(Referring expression pointing data)
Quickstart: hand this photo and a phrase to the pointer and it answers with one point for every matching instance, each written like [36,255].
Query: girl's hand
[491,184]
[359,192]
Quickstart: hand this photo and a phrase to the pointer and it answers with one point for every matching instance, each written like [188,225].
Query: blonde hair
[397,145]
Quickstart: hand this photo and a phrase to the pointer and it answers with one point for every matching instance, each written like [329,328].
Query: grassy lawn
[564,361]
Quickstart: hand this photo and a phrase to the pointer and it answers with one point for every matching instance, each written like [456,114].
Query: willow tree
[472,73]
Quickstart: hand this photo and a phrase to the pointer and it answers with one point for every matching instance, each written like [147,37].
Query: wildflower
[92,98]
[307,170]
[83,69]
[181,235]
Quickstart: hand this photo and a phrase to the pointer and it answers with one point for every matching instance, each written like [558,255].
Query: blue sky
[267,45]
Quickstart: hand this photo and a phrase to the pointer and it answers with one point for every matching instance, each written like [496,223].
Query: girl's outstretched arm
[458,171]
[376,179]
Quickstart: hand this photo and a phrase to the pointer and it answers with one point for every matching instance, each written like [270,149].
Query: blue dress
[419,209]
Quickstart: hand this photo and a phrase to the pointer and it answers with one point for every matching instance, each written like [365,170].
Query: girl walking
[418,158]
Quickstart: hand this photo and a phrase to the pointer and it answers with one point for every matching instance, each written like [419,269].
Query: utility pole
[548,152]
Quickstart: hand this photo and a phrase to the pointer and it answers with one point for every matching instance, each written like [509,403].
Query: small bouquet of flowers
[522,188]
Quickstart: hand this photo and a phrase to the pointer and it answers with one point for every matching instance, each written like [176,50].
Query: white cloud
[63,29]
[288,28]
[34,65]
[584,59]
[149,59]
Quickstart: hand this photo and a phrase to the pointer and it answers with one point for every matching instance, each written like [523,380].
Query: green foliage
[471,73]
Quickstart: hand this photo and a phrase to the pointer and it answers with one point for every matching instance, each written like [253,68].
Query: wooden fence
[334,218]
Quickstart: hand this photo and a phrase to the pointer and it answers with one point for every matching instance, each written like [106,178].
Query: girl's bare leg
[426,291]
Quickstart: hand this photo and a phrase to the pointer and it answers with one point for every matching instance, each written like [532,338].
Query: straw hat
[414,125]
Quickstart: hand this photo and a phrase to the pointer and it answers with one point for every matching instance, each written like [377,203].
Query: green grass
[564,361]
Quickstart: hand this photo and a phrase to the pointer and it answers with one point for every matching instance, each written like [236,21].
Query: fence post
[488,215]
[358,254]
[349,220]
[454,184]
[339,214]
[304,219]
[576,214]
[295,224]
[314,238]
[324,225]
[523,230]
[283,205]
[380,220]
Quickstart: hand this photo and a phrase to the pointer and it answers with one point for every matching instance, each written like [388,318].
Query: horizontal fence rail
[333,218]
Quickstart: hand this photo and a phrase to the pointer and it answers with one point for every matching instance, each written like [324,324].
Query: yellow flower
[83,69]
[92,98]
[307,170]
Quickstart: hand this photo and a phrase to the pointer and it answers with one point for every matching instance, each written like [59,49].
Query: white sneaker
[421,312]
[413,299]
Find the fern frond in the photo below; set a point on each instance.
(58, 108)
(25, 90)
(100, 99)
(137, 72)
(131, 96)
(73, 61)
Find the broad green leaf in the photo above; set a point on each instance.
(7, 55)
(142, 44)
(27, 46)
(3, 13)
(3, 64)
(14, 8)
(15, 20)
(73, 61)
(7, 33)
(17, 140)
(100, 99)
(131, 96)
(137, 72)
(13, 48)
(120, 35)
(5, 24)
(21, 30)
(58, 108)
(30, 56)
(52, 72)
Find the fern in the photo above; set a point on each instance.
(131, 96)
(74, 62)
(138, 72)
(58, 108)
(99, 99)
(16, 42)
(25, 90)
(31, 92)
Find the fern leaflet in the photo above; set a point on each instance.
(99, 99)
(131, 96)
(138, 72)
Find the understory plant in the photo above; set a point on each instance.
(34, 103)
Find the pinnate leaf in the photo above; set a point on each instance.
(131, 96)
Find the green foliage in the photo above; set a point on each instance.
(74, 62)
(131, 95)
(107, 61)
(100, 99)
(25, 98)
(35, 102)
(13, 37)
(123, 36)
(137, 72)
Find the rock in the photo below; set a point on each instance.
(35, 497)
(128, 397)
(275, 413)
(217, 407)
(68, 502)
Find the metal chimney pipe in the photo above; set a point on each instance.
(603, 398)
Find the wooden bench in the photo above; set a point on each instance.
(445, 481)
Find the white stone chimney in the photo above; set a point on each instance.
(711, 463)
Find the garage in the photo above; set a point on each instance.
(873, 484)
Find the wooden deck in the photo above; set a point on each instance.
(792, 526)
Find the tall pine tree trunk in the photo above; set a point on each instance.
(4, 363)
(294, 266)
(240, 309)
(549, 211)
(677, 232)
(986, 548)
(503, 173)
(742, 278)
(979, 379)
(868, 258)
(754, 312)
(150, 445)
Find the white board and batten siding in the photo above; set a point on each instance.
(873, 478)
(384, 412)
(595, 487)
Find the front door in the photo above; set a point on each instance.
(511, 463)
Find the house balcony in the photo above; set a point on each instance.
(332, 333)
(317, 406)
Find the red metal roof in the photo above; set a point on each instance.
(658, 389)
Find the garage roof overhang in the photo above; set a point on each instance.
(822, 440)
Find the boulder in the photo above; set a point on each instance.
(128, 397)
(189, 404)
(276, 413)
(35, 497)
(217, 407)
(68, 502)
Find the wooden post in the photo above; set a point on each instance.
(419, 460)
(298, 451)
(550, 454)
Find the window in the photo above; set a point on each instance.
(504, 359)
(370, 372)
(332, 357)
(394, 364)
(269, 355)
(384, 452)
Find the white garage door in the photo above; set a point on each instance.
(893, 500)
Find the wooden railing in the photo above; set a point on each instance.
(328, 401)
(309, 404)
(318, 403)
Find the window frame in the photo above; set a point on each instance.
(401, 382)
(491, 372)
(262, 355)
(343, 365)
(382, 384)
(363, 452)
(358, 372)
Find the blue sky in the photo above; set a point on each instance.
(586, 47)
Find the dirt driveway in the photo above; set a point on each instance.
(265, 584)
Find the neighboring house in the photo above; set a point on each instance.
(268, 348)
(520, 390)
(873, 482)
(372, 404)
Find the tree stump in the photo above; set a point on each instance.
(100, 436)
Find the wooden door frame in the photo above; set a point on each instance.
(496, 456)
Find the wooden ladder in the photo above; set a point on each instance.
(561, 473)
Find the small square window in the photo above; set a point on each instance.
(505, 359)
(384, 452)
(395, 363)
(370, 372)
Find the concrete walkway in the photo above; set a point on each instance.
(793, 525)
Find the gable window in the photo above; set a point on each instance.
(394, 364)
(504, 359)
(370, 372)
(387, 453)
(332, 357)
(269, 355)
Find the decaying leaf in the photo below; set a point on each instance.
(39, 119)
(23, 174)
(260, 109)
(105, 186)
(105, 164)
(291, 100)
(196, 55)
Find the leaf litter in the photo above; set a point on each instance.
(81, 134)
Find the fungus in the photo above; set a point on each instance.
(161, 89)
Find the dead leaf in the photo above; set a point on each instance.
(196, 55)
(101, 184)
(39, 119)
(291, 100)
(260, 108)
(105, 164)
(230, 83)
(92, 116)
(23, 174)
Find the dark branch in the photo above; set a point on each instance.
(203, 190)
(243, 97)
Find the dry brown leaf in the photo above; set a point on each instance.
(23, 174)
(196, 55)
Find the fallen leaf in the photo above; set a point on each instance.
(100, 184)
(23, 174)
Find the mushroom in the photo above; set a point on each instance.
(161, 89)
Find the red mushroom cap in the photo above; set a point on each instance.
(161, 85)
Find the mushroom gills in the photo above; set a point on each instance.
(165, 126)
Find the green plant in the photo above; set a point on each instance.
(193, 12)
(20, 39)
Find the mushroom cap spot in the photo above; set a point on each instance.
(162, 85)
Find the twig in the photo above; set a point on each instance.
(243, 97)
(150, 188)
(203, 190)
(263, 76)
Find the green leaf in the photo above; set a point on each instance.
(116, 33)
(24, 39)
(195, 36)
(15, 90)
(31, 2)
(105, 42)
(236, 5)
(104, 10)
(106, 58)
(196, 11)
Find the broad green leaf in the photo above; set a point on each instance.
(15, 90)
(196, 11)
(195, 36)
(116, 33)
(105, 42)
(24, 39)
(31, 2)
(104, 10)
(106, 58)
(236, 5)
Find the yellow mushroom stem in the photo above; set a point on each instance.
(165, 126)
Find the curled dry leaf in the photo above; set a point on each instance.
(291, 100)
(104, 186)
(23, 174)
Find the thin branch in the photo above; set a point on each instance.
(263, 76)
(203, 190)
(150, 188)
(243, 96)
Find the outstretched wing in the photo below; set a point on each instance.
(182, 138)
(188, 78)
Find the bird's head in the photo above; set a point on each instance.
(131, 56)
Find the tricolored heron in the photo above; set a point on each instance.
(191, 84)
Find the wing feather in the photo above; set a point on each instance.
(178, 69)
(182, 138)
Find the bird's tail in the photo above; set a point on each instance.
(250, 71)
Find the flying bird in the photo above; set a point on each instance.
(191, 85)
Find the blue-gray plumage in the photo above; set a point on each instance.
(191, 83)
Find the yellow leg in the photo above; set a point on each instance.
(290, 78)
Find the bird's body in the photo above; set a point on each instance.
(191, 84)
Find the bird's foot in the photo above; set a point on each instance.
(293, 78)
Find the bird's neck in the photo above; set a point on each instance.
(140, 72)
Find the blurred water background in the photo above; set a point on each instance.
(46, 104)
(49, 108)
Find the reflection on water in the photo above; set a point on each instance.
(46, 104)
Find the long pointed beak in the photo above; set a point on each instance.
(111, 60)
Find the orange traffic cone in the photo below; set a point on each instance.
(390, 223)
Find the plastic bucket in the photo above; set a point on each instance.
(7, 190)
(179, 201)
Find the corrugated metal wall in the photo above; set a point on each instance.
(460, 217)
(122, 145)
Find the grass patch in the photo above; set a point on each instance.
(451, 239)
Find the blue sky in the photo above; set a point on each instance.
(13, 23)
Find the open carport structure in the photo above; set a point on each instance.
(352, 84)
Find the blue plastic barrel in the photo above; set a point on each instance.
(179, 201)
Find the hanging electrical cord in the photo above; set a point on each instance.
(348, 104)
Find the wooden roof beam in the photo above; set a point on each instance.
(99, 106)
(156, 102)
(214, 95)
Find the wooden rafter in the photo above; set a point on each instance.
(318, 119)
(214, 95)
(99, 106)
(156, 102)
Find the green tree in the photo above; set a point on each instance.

◆ Work instruction ◆
Write out, exactly as shown, only the lines running from the one that contains "Find the wing" to the last line above.

◆ Answer ◆
Find the wing feather in the photo above; set a point on each instance.
(178, 69)
(182, 138)
Find the bird's tail in the photo above; set a point on each instance.
(250, 71)
Find the flying bird in the photo above; set a point on each instance.
(191, 85)
Find the blue-gray plumage in the photo above; set a point on each instance.
(191, 83)
Find the yellow leg in the photo above; set a point on each instance.
(290, 78)
Find the bird's body in the photo above; set a point on each instance.
(191, 84)
Find the bird's foot in the photo above; set a point on each instance.
(293, 78)
Find the bird's neck in the photo above; set a point on each instance.
(140, 72)
Find the blurred water background in the photo above; set a point on each instance.
(46, 104)
(49, 108)
Find the reflection on water in the photo above; set a point on each instance.
(46, 104)
Find the long pointed beak in the photo above; set a point on each instance.
(111, 60)
Find the orange traffic cone in the photo below; set a point on each instance.
(390, 223)
Find the plastic bucket in the photo above; set a point on each instance.
(7, 190)
(179, 201)
Find the corrugated metal wall in the photo above; set a point on each instance.
(460, 217)
(122, 145)
Find the grass patch in the photo above; set a point on each instance.
(451, 239)
Find the blue sky in the photo above; set a point on each instance.
(13, 23)
Find the open carport structure in the photo above; set a point on each instance.
(352, 84)
Find the blue plastic barrel in the photo above; set a point on each instance.
(179, 201)
Find the hanging electrical cord in the photo above; set a point on each instance.
(348, 104)
Find the wooden roof beam in the photo above; set a point on each instance.
(99, 106)
(156, 102)
(214, 95)
Find the wooden rafter in the photo above; set a point on each instance.
(318, 119)
(214, 95)
(99, 106)
(156, 102)
Find the green tree in the photo above; set a point on each instance.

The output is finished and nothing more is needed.